Exercise goal — Which lines of the records below contain the word "facade"? Show each one.

Stored data entries:
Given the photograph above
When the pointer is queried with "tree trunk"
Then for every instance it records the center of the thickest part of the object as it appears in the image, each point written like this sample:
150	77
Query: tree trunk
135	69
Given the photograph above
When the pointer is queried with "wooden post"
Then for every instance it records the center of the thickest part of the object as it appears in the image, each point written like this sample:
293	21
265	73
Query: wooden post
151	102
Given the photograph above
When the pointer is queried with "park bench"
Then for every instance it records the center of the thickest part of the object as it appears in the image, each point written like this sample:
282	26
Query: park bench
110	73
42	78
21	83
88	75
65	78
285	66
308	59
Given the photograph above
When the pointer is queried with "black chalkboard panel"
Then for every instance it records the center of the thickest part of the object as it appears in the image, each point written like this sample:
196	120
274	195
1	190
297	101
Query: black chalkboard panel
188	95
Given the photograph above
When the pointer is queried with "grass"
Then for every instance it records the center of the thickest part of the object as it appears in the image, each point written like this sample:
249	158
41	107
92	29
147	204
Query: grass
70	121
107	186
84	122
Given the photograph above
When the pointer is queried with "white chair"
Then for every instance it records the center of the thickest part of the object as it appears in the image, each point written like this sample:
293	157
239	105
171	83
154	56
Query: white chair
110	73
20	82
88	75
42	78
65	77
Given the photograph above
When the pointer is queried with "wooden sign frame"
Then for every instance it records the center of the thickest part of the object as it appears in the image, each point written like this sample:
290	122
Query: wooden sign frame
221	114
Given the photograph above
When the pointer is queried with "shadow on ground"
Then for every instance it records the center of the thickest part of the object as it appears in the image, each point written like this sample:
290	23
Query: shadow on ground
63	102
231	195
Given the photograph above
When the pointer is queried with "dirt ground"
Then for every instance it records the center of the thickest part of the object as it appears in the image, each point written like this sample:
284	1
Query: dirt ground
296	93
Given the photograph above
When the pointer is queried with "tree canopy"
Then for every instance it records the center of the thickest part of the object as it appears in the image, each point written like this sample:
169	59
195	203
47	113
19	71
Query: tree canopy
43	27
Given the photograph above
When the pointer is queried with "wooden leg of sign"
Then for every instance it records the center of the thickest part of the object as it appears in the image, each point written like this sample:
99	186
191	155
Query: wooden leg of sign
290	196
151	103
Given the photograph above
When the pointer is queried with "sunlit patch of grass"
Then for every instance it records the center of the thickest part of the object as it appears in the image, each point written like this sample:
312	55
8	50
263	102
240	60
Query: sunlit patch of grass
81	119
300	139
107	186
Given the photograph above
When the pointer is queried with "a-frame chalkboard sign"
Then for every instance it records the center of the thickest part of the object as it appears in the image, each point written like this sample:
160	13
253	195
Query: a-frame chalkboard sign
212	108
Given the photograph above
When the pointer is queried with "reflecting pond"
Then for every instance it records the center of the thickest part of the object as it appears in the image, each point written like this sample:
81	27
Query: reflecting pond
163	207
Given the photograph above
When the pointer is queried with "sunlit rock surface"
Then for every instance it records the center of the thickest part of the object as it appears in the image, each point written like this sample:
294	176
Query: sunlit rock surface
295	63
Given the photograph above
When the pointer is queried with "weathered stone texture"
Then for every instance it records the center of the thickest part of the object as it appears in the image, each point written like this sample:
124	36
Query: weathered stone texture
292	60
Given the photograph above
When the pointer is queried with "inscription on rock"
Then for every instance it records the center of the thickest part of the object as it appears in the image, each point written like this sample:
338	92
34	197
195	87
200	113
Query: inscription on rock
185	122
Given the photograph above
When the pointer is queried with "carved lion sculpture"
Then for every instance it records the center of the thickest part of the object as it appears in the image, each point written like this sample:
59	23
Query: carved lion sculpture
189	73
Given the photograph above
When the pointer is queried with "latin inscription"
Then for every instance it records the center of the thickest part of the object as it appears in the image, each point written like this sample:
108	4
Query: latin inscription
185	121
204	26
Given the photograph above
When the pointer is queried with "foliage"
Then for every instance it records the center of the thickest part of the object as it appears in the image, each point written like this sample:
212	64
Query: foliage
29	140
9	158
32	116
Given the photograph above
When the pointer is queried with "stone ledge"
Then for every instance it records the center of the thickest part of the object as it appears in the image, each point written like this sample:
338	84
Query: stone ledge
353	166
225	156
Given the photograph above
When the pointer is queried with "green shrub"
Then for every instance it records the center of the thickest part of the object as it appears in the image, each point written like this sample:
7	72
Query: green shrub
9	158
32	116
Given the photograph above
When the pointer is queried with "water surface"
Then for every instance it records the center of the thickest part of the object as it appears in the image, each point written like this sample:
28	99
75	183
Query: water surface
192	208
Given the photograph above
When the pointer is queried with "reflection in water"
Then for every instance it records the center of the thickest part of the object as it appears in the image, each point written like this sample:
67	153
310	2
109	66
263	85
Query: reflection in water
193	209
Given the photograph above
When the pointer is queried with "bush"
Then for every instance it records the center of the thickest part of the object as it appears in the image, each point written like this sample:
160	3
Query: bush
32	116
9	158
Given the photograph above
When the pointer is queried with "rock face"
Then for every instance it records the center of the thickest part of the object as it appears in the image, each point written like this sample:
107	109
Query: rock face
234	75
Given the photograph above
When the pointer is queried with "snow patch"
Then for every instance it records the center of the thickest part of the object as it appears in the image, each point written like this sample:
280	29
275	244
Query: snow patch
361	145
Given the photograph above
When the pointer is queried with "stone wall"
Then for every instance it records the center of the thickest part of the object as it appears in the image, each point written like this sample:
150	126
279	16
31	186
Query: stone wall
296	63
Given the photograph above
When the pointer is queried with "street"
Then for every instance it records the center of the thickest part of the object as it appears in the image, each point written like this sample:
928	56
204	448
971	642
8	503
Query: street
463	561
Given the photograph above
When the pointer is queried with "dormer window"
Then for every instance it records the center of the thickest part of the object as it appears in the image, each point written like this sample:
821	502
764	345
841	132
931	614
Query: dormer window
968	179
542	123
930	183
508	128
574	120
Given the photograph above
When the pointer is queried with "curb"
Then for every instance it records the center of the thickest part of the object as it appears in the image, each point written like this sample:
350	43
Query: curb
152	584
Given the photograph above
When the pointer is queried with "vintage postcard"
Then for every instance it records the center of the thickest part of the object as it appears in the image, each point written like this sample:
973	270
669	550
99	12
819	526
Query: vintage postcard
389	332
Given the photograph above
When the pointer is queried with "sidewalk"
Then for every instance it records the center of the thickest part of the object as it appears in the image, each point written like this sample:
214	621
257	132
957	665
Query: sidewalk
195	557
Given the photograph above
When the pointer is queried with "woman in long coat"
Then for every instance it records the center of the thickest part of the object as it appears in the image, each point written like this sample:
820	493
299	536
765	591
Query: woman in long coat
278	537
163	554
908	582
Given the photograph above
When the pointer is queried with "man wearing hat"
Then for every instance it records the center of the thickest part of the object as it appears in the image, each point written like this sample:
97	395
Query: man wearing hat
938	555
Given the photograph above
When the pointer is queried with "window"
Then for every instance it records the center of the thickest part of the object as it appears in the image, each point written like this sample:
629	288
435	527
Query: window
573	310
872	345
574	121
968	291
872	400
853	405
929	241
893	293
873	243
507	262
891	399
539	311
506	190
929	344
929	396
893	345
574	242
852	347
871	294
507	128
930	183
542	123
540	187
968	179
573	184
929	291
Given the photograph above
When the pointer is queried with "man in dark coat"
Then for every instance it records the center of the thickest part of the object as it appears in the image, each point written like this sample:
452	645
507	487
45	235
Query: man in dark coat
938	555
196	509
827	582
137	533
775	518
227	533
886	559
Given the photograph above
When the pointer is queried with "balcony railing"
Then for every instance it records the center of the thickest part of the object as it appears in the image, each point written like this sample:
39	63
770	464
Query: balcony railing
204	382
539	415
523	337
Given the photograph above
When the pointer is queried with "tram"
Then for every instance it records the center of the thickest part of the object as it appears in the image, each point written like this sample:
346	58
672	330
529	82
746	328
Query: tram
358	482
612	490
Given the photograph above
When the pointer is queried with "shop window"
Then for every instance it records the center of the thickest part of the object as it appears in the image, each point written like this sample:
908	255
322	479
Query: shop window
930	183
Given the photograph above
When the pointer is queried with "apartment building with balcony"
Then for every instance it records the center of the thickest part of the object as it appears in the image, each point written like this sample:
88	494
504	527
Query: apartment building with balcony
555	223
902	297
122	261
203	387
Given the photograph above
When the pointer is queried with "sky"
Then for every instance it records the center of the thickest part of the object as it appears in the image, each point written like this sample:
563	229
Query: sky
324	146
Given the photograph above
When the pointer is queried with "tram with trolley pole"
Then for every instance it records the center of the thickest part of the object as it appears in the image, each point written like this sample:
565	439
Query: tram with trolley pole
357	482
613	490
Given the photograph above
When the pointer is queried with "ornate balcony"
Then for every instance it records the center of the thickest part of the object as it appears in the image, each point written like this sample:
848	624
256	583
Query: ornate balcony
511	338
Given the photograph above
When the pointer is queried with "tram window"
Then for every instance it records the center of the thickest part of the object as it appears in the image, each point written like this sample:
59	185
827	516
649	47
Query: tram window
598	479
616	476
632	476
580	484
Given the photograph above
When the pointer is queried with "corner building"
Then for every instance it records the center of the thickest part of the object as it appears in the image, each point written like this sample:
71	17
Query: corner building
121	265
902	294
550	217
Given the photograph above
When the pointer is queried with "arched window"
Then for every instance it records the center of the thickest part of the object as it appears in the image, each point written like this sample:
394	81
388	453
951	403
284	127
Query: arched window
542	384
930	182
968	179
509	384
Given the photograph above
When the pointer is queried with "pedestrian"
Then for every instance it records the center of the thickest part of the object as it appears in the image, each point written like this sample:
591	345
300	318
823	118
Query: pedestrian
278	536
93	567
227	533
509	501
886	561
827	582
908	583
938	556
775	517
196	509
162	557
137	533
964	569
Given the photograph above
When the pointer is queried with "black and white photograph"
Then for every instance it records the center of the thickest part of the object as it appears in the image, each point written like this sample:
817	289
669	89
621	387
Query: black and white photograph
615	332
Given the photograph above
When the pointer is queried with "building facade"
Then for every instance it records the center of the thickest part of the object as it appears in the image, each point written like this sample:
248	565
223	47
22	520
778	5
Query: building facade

Response —
When the pointer is queried with "building facade"
Query: building facade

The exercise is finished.